[start]

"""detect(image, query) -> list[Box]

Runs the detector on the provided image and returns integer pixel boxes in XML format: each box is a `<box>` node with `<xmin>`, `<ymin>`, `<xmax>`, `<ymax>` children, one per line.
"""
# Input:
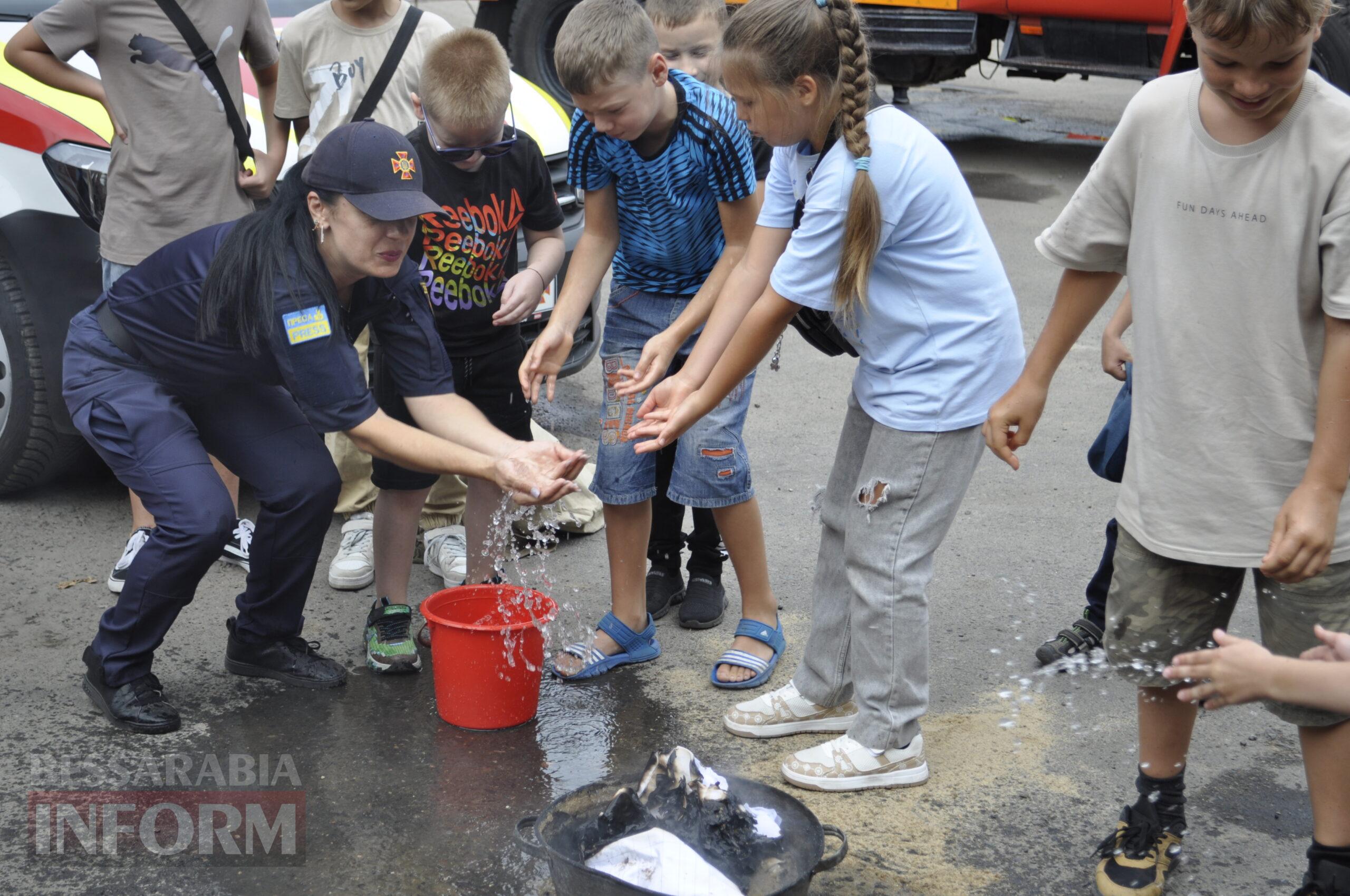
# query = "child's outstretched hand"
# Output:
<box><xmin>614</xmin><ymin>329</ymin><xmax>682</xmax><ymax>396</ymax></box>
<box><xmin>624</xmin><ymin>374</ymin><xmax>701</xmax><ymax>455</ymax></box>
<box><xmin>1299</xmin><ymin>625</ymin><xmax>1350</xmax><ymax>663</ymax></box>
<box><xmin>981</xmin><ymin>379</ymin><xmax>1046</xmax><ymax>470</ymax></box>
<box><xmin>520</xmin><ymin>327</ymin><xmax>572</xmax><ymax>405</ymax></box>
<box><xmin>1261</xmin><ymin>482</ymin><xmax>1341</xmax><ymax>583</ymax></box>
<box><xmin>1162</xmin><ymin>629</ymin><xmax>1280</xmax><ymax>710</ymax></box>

[end]
[start]

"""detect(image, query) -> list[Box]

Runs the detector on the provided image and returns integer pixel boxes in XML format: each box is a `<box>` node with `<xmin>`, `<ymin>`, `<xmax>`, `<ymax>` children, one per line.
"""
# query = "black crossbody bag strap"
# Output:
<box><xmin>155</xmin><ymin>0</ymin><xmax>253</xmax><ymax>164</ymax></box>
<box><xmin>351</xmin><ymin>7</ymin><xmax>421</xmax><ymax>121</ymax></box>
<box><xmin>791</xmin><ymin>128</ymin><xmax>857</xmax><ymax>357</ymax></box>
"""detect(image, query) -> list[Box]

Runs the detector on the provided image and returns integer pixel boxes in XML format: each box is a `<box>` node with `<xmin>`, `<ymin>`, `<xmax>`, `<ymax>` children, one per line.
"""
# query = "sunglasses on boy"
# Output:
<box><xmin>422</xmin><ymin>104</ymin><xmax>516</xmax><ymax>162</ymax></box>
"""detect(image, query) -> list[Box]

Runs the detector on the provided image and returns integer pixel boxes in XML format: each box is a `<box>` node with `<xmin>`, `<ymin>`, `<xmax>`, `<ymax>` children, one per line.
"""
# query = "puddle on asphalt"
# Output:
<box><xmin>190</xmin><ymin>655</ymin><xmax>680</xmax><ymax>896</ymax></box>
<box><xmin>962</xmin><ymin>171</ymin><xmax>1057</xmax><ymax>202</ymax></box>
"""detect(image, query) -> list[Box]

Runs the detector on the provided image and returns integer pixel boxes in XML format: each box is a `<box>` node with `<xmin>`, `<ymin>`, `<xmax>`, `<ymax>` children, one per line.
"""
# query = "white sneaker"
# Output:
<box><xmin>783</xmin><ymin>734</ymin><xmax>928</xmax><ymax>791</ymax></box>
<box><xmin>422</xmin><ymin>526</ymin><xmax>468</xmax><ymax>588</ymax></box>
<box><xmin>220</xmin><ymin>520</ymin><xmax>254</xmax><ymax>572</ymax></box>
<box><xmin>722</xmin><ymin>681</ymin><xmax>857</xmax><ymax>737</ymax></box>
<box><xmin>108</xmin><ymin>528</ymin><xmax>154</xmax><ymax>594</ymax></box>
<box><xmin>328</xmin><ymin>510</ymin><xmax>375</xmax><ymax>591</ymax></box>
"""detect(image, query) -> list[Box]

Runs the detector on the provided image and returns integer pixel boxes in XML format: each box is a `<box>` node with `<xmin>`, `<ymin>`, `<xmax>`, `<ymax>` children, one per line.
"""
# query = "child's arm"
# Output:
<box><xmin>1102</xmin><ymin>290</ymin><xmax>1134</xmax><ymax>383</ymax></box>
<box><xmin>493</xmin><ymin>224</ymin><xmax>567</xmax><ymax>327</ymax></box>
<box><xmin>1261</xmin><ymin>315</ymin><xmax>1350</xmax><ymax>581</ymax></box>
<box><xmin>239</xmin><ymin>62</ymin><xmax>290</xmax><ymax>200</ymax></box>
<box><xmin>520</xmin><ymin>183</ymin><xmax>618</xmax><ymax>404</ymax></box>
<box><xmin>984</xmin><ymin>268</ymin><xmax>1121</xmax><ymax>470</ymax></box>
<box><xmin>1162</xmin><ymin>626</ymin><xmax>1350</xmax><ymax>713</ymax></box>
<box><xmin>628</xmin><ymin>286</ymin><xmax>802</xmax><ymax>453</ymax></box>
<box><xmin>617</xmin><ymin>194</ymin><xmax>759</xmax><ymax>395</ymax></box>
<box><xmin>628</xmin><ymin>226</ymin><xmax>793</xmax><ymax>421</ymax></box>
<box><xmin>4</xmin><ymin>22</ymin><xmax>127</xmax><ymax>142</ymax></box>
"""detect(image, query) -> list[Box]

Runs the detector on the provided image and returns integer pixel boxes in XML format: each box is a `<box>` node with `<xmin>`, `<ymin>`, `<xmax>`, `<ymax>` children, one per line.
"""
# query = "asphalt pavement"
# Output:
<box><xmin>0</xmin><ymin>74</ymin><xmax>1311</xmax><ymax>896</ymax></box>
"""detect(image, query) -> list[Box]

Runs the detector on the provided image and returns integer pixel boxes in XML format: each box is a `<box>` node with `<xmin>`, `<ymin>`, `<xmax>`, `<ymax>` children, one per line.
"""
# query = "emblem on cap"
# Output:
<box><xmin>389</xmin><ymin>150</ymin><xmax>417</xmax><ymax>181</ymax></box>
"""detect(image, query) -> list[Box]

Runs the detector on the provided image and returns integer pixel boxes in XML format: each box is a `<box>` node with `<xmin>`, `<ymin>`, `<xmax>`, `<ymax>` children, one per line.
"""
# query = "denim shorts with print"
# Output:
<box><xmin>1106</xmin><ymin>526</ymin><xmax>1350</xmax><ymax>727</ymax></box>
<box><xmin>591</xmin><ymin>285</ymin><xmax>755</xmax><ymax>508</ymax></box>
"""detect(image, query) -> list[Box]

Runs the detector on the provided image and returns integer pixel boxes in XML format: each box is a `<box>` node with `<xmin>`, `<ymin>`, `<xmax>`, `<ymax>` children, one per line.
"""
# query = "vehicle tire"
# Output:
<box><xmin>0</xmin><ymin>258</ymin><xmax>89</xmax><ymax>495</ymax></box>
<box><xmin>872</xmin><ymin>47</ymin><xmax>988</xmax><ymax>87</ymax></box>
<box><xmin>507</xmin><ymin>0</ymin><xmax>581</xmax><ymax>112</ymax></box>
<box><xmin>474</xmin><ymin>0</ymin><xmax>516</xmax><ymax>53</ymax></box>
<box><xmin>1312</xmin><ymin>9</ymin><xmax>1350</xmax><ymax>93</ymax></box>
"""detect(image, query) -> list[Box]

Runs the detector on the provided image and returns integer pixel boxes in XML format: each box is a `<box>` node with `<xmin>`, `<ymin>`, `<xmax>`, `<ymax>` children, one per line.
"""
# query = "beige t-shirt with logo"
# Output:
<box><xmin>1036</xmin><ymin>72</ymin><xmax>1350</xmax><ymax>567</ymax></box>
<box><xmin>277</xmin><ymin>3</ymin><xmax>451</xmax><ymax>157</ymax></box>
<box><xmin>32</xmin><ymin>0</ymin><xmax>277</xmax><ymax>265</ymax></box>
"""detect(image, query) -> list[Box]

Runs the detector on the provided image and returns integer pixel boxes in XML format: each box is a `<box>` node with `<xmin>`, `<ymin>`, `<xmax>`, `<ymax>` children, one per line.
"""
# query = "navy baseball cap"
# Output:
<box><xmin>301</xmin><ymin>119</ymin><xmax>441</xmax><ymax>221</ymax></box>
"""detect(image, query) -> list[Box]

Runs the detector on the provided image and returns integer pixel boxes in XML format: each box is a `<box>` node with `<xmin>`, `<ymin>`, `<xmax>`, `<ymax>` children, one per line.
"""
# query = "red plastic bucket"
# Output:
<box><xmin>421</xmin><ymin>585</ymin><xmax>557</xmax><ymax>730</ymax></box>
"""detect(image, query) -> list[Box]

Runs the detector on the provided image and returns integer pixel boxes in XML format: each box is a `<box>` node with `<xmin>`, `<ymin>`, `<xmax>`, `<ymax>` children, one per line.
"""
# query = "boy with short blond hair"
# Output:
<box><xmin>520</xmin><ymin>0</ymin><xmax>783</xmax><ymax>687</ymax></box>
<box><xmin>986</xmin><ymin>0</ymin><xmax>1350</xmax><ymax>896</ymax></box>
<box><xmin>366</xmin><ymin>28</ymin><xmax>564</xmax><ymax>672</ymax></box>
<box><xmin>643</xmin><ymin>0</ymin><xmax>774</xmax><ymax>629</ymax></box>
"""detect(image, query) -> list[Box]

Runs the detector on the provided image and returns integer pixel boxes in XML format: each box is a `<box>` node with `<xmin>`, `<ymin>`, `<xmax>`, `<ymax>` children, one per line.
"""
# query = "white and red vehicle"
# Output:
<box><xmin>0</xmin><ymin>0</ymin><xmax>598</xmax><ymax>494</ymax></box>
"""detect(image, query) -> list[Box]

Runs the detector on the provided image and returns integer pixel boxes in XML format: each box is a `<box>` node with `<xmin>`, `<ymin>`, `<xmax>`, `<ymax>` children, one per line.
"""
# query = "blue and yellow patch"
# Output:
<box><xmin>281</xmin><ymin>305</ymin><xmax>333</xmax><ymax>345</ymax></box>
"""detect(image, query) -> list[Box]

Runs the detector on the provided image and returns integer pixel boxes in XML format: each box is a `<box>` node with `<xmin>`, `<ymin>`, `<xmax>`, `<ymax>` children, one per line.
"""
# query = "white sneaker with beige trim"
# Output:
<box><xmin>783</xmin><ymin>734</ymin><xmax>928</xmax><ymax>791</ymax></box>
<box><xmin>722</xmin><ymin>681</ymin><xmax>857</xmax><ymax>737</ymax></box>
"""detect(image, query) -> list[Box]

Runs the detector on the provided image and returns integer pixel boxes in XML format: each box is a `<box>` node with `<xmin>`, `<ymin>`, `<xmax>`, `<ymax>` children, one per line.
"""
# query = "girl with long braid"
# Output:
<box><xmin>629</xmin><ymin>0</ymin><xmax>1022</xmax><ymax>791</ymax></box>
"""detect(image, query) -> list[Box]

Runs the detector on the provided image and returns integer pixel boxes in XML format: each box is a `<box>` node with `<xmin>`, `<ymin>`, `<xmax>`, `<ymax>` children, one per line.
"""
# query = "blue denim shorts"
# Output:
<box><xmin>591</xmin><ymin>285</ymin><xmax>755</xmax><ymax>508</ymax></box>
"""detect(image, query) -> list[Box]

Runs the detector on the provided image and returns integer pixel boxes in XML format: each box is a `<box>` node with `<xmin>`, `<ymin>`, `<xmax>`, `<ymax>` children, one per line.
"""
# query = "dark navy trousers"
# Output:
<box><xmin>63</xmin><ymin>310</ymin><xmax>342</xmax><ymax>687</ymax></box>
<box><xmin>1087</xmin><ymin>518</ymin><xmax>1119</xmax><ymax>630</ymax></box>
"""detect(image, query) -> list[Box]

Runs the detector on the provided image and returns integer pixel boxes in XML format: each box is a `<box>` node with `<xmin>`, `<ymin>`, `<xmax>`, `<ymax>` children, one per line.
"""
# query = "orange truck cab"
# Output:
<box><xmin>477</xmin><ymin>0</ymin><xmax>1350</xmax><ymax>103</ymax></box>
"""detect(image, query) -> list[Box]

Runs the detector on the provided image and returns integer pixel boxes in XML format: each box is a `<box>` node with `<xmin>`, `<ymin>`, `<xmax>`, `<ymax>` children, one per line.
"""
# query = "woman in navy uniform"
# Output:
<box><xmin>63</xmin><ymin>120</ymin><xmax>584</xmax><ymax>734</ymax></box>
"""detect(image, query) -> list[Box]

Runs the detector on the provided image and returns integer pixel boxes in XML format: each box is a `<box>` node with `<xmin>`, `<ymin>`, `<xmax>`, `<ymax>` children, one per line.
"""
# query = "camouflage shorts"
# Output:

[end]
[start]

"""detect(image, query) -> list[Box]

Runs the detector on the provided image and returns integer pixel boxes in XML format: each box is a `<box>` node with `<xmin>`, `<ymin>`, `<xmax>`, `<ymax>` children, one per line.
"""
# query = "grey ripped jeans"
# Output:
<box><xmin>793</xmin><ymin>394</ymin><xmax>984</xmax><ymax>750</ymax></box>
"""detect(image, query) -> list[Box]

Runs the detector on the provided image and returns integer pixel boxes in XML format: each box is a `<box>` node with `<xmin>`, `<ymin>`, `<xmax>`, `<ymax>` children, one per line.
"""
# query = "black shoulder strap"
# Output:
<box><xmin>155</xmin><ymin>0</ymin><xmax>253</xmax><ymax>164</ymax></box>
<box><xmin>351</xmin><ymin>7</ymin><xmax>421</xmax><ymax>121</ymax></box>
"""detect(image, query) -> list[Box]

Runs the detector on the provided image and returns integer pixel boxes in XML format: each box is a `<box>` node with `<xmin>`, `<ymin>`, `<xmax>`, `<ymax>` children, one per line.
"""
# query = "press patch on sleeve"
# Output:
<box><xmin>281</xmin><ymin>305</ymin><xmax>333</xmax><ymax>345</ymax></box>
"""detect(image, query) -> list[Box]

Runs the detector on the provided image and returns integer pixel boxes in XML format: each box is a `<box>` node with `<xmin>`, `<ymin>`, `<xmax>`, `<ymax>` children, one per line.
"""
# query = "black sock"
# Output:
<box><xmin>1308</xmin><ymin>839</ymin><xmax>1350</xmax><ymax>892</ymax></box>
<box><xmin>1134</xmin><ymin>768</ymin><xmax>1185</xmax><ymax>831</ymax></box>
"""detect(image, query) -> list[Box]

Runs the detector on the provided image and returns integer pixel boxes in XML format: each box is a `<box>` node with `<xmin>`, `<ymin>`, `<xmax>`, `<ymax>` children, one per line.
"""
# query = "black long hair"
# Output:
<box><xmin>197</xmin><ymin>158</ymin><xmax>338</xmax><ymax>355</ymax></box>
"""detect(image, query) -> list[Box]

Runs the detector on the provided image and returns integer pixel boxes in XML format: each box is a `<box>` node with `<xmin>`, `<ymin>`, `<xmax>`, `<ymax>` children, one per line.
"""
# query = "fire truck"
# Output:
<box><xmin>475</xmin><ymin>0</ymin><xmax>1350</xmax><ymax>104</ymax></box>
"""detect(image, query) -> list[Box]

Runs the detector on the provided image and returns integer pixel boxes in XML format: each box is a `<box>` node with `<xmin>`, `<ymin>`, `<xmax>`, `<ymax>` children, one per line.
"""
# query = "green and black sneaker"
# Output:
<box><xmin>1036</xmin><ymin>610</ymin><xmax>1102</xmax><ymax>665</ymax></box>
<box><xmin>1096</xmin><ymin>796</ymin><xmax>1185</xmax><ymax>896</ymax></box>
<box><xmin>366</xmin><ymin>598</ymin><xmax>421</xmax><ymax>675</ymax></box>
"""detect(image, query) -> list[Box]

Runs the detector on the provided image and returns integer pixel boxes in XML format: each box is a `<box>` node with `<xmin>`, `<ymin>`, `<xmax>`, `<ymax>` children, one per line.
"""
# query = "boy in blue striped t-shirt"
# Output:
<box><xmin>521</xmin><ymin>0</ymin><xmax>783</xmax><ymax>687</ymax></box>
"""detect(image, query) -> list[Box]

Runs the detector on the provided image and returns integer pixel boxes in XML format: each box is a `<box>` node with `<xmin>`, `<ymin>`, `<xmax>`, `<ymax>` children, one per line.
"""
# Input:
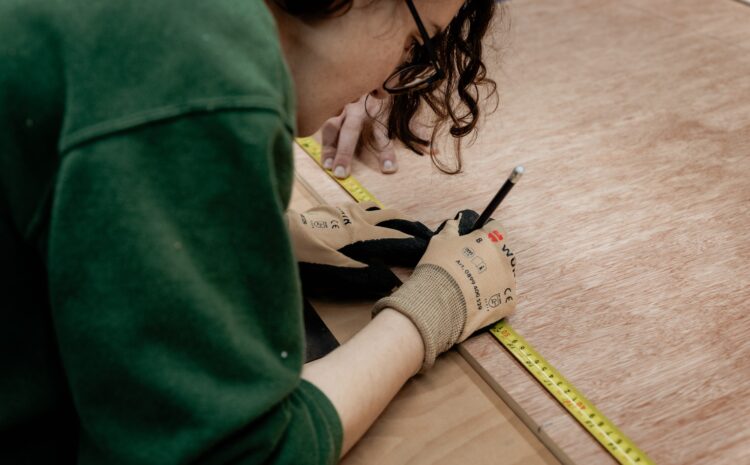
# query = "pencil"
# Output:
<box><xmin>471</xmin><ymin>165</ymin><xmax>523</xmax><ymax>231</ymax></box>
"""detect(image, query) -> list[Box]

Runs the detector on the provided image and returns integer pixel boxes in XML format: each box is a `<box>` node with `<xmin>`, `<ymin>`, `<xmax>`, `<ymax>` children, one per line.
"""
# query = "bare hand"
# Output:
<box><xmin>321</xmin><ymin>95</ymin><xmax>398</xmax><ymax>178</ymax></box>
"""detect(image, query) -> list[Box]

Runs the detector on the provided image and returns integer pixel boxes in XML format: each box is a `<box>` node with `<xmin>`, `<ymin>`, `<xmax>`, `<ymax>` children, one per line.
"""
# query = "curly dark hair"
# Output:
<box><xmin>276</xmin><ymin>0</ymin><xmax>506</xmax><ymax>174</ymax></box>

[end]

Locate each line in the entries above that contains the word "black" and copy those lines out in full. The match is case-sensitive.

# query = "black crossbody bag strap"
# query = "black shoulder strap"
# query = "black sock"
# query = "black long hair"
# query = "green and black sneaker"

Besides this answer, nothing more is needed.